§ **Your instructions**:
Copy out each line below in which the string "interior" appears.

§ **Excerpted data**:
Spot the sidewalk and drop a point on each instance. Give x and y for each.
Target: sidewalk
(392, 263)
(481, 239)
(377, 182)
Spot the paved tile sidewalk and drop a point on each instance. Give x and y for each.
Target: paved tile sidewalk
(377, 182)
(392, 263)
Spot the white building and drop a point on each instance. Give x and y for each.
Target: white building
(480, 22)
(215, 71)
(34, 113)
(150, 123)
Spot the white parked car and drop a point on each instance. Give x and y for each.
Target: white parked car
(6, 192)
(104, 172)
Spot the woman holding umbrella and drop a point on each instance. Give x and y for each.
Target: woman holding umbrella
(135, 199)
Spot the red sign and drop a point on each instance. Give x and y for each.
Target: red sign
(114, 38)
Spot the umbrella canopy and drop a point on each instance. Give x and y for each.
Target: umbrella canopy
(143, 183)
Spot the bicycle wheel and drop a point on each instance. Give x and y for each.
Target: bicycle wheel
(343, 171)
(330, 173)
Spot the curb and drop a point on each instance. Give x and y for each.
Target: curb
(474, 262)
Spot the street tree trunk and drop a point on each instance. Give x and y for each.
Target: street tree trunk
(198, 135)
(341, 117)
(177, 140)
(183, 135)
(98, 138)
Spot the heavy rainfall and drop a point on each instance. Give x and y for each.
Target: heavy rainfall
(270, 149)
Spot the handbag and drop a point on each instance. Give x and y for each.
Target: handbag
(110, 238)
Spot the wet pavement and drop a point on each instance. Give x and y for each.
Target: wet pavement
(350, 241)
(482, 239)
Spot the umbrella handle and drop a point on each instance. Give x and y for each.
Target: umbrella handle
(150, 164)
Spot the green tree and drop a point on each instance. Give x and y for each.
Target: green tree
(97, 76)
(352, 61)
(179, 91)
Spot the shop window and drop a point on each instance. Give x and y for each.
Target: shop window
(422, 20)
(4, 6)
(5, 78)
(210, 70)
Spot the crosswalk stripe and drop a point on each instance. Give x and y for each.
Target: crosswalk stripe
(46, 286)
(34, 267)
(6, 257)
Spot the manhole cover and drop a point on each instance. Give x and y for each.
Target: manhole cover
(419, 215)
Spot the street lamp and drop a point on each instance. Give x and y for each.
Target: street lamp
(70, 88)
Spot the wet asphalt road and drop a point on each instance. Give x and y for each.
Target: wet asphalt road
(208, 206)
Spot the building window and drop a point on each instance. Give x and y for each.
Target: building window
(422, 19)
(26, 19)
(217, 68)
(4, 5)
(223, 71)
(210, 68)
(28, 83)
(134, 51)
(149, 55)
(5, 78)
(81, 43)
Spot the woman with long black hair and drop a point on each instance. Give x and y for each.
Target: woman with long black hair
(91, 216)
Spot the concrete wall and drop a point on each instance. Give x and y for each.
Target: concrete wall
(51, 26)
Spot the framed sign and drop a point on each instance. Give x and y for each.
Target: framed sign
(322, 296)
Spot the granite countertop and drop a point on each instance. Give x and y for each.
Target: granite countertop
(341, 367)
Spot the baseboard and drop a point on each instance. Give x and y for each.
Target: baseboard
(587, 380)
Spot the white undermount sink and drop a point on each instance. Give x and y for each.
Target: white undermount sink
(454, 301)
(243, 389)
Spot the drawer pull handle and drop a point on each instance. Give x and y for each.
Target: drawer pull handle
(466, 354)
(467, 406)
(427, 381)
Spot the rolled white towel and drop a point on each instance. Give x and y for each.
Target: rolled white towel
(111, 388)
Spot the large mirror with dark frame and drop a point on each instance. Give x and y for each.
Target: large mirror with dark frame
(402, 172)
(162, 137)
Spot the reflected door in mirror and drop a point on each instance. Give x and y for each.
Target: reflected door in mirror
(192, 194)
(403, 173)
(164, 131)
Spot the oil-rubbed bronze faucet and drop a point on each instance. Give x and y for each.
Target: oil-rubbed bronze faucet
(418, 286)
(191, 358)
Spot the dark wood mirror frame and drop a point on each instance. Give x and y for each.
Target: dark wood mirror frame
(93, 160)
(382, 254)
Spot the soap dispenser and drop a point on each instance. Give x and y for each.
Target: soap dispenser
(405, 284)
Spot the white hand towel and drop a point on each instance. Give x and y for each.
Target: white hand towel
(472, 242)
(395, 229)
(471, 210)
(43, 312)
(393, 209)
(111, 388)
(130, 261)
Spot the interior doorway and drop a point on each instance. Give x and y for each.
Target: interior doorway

§ **Result below**:
Spot the interior doorway and drop a point on each instance. Give x and y for each.
Target: interior doorway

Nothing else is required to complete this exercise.